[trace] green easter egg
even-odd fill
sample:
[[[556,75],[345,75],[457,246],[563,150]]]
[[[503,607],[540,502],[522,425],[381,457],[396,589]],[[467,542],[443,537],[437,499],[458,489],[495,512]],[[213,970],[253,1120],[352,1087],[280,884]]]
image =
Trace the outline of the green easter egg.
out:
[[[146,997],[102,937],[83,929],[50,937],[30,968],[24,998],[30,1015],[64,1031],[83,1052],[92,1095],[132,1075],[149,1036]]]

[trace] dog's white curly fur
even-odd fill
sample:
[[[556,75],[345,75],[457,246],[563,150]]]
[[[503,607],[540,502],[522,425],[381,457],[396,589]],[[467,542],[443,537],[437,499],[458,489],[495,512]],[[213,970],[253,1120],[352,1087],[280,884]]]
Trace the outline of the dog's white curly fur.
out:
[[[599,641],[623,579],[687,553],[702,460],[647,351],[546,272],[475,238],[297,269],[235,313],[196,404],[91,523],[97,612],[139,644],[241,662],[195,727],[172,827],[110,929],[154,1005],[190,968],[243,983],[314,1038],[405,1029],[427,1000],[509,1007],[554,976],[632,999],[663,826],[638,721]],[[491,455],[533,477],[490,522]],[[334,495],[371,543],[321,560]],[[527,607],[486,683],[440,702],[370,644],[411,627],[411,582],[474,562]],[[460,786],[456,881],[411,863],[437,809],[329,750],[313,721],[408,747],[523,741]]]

══════════════════════════════

**WRITTEN EXERCISE:**
Write out all of the material above again in full, shifting every coordinate in the answers by -29 and leaving everything else unchanged.

**RESPONSE TO THIS EXERCISE:**
[trace] green easter egg
even-odd fill
sample:
[[[556,75],[345,75],[457,246],[563,150]]]
[[[503,607],[540,502],[522,425],[381,457],[396,589]],[[467,542],[443,537],[437,499],[458,489],[495,512]],[[213,970],[253,1120],[352,1087],[280,884]]]
image =
Trace the outline of the green easter egg.
out:
[[[117,968],[73,908],[54,900],[21,908],[1,939],[-5,969],[1,986],[35,1002],[54,1023],[63,1066],[103,1046],[120,1007]]]

[trace] dog's white curly fur
even-odd fill
sample:
[[[556,75],[345,75],[457,246],[563,150]]]
[[[503,607],[540,502],[522,425],[381,457],[396,589]],[[467,542],[443,537],[437,499],[458,489],[495,512]],[[213,970],[253,1120],[352,1087],[280,884]]]
Trace the outline of the dog's white curly fur.
out:
[[[570,612],[594,550],[658,524],[673,431],[618,322],[517,243],[446,209],[268,240],[206,284],[167,375],[62,494],[68,583],[110,615],[212,633],[166,698],[143,798],[81,900],[125,976],[161,939],[214,954],[285,1009],[376,1000],[398,971],[480,978],[525,947],[603,970],[634,797],[609,692]],[[462,426],[504,448],[461,493]],[[305,466],[342,514],[292,531]],[[498,578],[457,654],[411,673],[341,615],[382,598],[382,553],[445,533]],[[431,757],[427,852],[382,834],[408,780],[300,721],[284,692],[379,718],[494,712]]]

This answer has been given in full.